Stored records:

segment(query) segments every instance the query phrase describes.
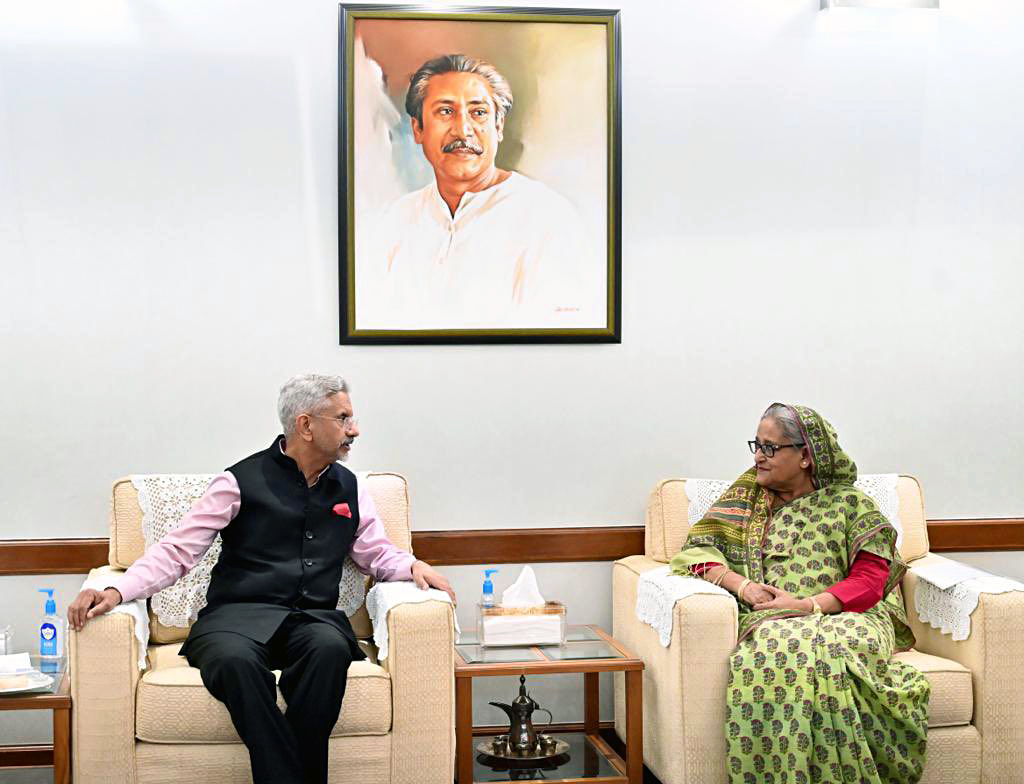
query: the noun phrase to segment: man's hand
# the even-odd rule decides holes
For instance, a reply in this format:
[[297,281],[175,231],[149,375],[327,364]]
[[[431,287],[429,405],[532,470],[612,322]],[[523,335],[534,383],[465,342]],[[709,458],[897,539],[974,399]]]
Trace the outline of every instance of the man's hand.
[[444,591],[450,597],[452,597],[452,604],[455,602],[455,591],[452,590],[451,585],[448,583],[448,578],[438,572],[428,563],[424,561],[414,561],[412,565],[412,579],[417,586],[422,588],[424,591],[427,588],[437,588]]
[[807,599],[797,599],[793,594],[786,593],[774,585],[761,585],[774,598],[767,602],[758,602],[754,605],[755,610],[801,610],[808,612],[810,602]]
[[117,588],[94,591],[86,588],[68,605],[68,625],[76,632],[82,631],[86,621],[113,610],[121,603],[121,592]]

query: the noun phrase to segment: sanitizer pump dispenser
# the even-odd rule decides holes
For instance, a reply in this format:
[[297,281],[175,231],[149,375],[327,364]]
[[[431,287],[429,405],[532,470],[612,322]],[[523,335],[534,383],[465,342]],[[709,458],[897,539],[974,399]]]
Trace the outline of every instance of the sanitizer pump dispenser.
[[480,605],[482,607],[494,606],[494,583],[491,582],[491,575],[497,571],[497,569],[484,569],[484,590],[480,594]]
[[48,597],[39,623],[39,655],[44,659],[59,659],[64,655],[64,620],[57,615],[53,588],[40,588],[39,593]]

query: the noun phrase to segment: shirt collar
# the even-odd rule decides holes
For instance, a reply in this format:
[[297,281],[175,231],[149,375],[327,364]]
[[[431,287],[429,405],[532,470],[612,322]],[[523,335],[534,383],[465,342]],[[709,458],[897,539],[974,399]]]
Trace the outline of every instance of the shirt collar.
[[492,185],[490,188],[484,188],[482,191],[475,192],[467,191],[462,194],[462,200],[459,202],[454,215],[448,211],[448,205],[441,198],[441,192],[437,189],[437,178],[435,176],[434,181],[428,186],[430,188],[432,209],[445,224],[456,223],[461,218],[472,216],[474,212],[479,212],[488,200],[505,191],[514,189],[518,184],[519,176],[519,172],[512,172],[503,182]]
[[[283,435],[278,436],[276,441],[275,441],[275,443],[277,444],[277,453],[274,456],[278,457],[278,462],[282,462],[282,463],[285,463],[285,464],[290,464],[291,466],[293,466],[295,468],[296,471],[299,471],[301,473],[301,471],[299,469],[298,463],[296,463],[294,460],[292,460],[292,458],[289,457],[288,455],[286,455],[285,452],[284,452],[284,443],[285,443],[284,436]],[[321,477],[323,477],[324,474],[326,474],[328,471],[331,470],[331,466],[332,465],[334,465],[334,464],[333,463],[328,463],[326,466],[324,466],[324,470],[316,475],[316,481],[314,481],[313,484],[310,485],[310,487],[313,487],[314,485],[316,485],[316,483],[320,481]]]

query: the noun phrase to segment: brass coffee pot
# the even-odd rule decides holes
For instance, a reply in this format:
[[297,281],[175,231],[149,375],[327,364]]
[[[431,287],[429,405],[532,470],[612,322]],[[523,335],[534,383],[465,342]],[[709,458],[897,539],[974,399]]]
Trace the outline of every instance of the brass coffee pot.
[[[533,712],[544,711],[548,715],[548,724],[554,718],[551,711],[542,708],[533,697],[526,692],[526,676],[519,676],[519,696],[508,705],[504,702],[490,703],[495,708],[501,708],[508,714],[508,754],[511,756],[532,757],[536,755],[546,756],[555,751],[554,739],[538,735],[533,728]],[[547,748],[550,745],[550,750]]]

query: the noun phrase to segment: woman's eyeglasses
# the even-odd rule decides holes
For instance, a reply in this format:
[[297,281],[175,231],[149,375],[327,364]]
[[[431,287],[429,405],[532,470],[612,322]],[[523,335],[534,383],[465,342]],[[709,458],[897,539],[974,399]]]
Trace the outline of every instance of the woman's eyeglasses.
[[756,455],[757,450],[760,449],[761,453],[765,457],[775,457],[775,452],[779,449],[785,449],[786,447],[792,447],[793,449],[799,449],[803,446],[803,443],[799,444],[762,444],[760,441],[747,441],[747,446],[750,447],[750,453]]

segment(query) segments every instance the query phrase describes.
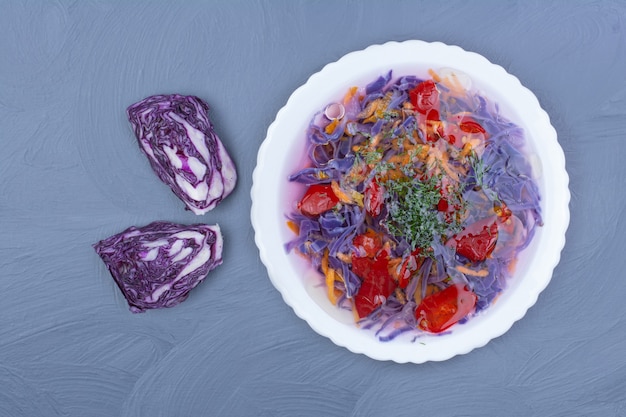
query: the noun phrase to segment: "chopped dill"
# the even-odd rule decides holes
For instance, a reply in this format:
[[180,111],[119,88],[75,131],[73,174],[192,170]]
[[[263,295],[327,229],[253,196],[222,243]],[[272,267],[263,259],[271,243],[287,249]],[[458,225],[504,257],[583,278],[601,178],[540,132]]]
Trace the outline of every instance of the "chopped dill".
[[450,225],[436,210],[441,198],[438,177],[387,181],[385,187],[392,196],[386,220],[389,233],[406,239],[413,249],[428,248],[435,236],[446,234]]
[[491,201],[502,204],[498,193],[494,190],[489,190],[487,184],[485,184],[485,174],[489,172],[489,167],[485,165],[482,158],[479,158],[474,151],[468,155],[467,159],[474,170],[474,179],[476,181],[475,187],[483,190],[485,195],[487,195]]
[[383,152],[378,149],[374,149],[369,152],[363,152],[362,155],[363,155],[363,160],[368,165],[376,164],[381,159],[383,159]]
[[483,179],[485,177],[485,173],[487,172],[487,168],[485,167],[485,163],[482,158],[479,158],[476,155],[476,152],[472,151],[468,156],[468,160],[472,169],[474,170],[474,179],[476,180],[476,186],[482,188],[484,186]]
[[387,111],[383,112],[382,116],[383,116],[382,118],[385,121],[389,121],[391,119],[395,119],[395,118],[398,117],[398,111],[397,110],[391,110],[391,111],[387,110]]

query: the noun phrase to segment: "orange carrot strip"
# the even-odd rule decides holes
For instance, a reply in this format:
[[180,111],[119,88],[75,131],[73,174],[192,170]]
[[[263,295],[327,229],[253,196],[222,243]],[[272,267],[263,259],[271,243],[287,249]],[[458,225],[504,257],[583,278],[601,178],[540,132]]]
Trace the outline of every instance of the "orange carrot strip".
[[441,82],[441,77],[432,68],[428,70],[428,74],[433,78],[434,82]]
[[472,143],[471,142],[465,142],[465,145],[463,145],[463,149],[461,150],[461,156],[467,156],[469,155],[469,153],[472,151]]
[[300,227],[292,220],[287,220],[287,227],[295,234],[300,234]]
[[333,305],[337,304],[337,295],[335,294],[335,270],[327,268],[326,270],[326,289],[328,293],[328,299]]
[[335,193],[339,201],[341,201],[342,203],[351,204],[354,202],[352,198],[341,189],[337,181],[332,181],[330,183],[330,188],[332,188],[333,193]]
[[322,272],[326,274],[328,272],[328,249],[324,250],[324,255],[322,255]]
[[456,267],[456,270],[465,275],[471,275],[474,277],[486,277],[489,275],[489,271],[486,269],[481,269],[479,271],[475,271],[473,269],[467,268],[463,265],[459,265]]
[[359,90],[358,87],[351,87],[350,89],[348,89],[348,92],[343,98],[343,104],[348,104],[348,102],[352,100],[352,97],[354,97],[354,95],[356,94],[358,90]]
[[332,122],[330,122],[325,129],[326,134],[330,135],[331,133],[333,133],[335,131],[335,128],[337,127],[337,123],[339,123],[338,119],[334,119]]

— Problem —
The entries above need to be transcribed exactly, with the images left out.

— Answer section —
segment(query) segments every instance the query phrase describes.
query: the noun phrase to segment: man's hand
# the even-odd rule decides holes
For instance, a reply in this format:
[[297,281],[175,231],[149,375],[327,364]]
[[[431,287],[429,405],[532,470],[612,322]],[[523,335],[534,383],[465,342]],[[709,458],[897,539],[974,399]]]
Trace the outline of every instance of the man's hand.
[[444,591],[450,597],[452,597],[452,604],[455,602],[455,591],[452,590],[451,585],[448,583],[448,578],[438,572],[428,563],[424,561],[414,561],[412,565],[412,579],[417,586],[422,588],[424,591],[427,588],[437,588]]
[[807,599],[797,599],[793,594],[786,593],[774,585],[761,585],[774,598],[767,602],[758,602],[754,605],[755,610],[801,610],[808,612],[810,602]]
[[117,588],[94,591],[86,588],[68,605],[68,625],[76,632],[82,631],[86,621],[113,610],[121,603],[121,592]]

query: the noun phrase to segment: sanitizer pump dispenser
# the even-odd rule decides holes
For instance, a reply in this format:
[[297,281],[175,231],[149,375],[327,364]]
[[[431,287],[429,405],[532,470],[612,322]],[[523,335],[534,383],[465,342]],[[709,458],[897,539],[974,399]]]
Trace the outline of every instance of the sanitizer pump dispenser.
[[480,605],[482,607],[494,606],[494,583],[491,582],[491,575],[497,571],[497,569],[484,569],[484,590],[480,594]]
[[48,597],[39,623],[39,655],[44,659],[59,659],[64,655],[64,620],[57,615],[53,588],[40,588],[39,593]]

query: the noun phrase to segment: shirt collar
# the even-odd rule decides holes
For instance, a reply in this format:
[[297,281],[175,231],[149,375],[327,364]]
[[[431,287],[429,405],[532,470],[612,322]],[[523,335],[534,383],[465,342]],[[709,458],[897,539],[974,399]]]
Trace the outline of every instance of the shirt collar.
[[492,185],[490,188],[484,188],[482,191],[475,192],[467,191],[462,194],[462,200],[459,202],[454,215],[448,211],[448,205],[441,198],[441,192],[437,189],[437,178],[435,176],[434,181],[428,186],[430,188],[432,209],[445,224],[456,223],[461,218],[472,216],[474,212],[479,212],[488,200],[505,191],[514,189],[518,184],[519,176],[519,172],[512,172],[503,182]]
[[[283,435],[278,436],[276,441],[275,441],[275,443],[277,444],[277,453],[274,456],[278,457],[278,462],[282,462],[282,463],[285,463],[285,464],[290,464],[291,466],[293,466],[295,468],[296,471],[299,471],[301,473],[301,471],[299,469],[298,463],[296,463],[294,460],[292,460],[292,458],[289,457],[288,455],[286,455],[285,452],[284,452],[284,443],[285,443],[284,436]],[[321,477],[323,477],[324,474],[326,474],[328,471],[331,470],[331,466],[332,465],[334,465],[334,464],[333,463],[328,463],[326,466],[324,466],[324,470],[316,475],[316,481],[314,481],[313,484],[310,485],[310,487],[313,487],[314,485],[316,485],[316,483],[320,481]]]

query: the noun phrase to segment: brass coffee pot
# the even-odd rule decides holes
For instance, a reply in this format:
[[297,281],[175,231],[149,375],[327,364]]
[[[431,287],[429,405],[532,470],[612,322]],[[523,335],[534,383],[465,342]],[[709,458],[897,539],[974,399]]]
Trace the outline of every instance of the brass coffee pot.
[[[533,712],[544,711],[548,715],[548,724],[554,718],[551,711],[542,708],[533,697],[526,692],[526,676],[519,676],[519,696],[508,705],[504,702],[490,703],[495,708],[501,708],[508,714],[508,754],[511,756],[532,757],[536,755],[546,756],[555,751],[554,739],[538,735],[533,728]],[[547,748],[550,745],[550,750]]]

query: the noun phrase to segment: woman's eyeglasses
# the even-odd rule decides holes
For instance, a reply in this format:
[[297,281],[175,231],[149,375],[327,364]]
[[[431,287],[429,405],[532,470],[612,322]],[[523,335],[534,383],[465,342]],[[709,458],[897,539],[974,399]]]
Trace the outline of every instance of the woman's eyeglasses.
[[756,455],[757,450],[760,449],[761,453],[765,457],[775,457],[775,452],[779,449],[785,449],[786,447],[792,447],[793,449],[799,449],[803,446],[803,443],[799,444],[762,444],[760,441],[747,441],[747,446],[750,447],[750,453]]

segment(query) segments every instance the query phrase describes.
query: the noun phrase to segment: "chopped dill"
# the even-odd rule decides holes
For instance, a reply in this format:
[[180,111],[119,88],[75,131],[73,174],[192,170]]
[[[263,295],[327,229],[253,196],[222,243]],[[272,267],[263,259],[271,243],[287,249]],[[458,225],[504,257],[583,278],[601,178],[540,132]]]
Trace the outline of every instance of the "chopped dill".
[[450,225],[436,210],[441,198],[438,177],[387,181],[385,187],[392,196],[386,220],[389,233],[406,239],[413,249],[428,248],[435,236],[446,234]]
[[491,201],[502,204],[498,193],[494,190],[489,190],[487,184],[485,184],[485,174],[489,172],[489,167],[485,165],[482,158],[479,158],[474,151],[468,155],[467,159],[474,170],[474,179],[476,181],[475,187],[483,190],[485,195],[487,195]]
[[383,152],[378,149],[374,149],[369,152],[363,152],[362,155],[363,155],[363,160],[368,165],[376,164],[381,159],[383,159]]
[[483,179],[485,177],[485,173],[487,172],[487,168],[485,167],[485,163],[482,158],[479,158],[476,155],[476,152],[472,151],[468,156],[468,160],[472,169],[474,170],[474,179],[476,180],[476,186],[482,188],[484,186]]
[[387,111],[383,112],[382,116],[383,116],[382,118],[385,121],[389,121],[391,119],[395,119],[395,118],[398,117],[398,111],[397,110],[391,110],[391,111],[387,110]]

query: the noun phrase to segment: "orange carrot strip"
# the even-odd rule decides holes
For instance, a reply in this format:
[[180,111],[119,88],[75,131],[73,174],[192,170]]
[[[263,295],[327,229],[253,196],[222,243]],[[272,267],[263,259],[271,243],[287,249]],[[458,225],[504,257],[583,278],[601,178],[540,132]]]
Trace the outline of every instance of the "orange carrot strip".
[[441,82],[441,77],[432,68],[428,70],[428,74],[433,78],[434,82]]
[[472,143],[471,142],[465,142],[465,145],[463,145],[463,149],[461,150],[461,156],[467,156],[469,155],[469,153],[472,151]]
[[300,227],[292,220],[287,220],[287,227],[295,234],[300,234]]
[[333,305],[337,304],[337,295],[335,294],[335,270],[327,268],[326,270],[326,289],[328,293],[328,299]]
[[335,193],[339,201],[341,201],[342,203],[351,204],[354,202],[352,198],[341,189],[337,181],[332,181],[330,183],[330,188],[332,188],[333,193]]
[[322,272],[326,274],[328,272],[328,249],[324,250],[324,255],[322,255]]
[[456,267],[456,270],[465,275],[471,275],[474,277],[486,277],[489,275],[489,271],[486,269],[481,269],[479,271],[475,271],[473,269],[467,268],[463,265],[459,265]]
[[359,90],[358,87],[351,87],[350,89],[348,89],[348,92],[343,98],[343,104],[348,104],[348,102],[352,100],[352,97],[354,97],[354,95],[356,94],[358,90]]
[[332,122],[330,122],[325,129],[326,134],[330,135],[331,133],[333,133],[335,131],[335,128],[337,127],[337,123],[339,123],[338,119],[334,119]]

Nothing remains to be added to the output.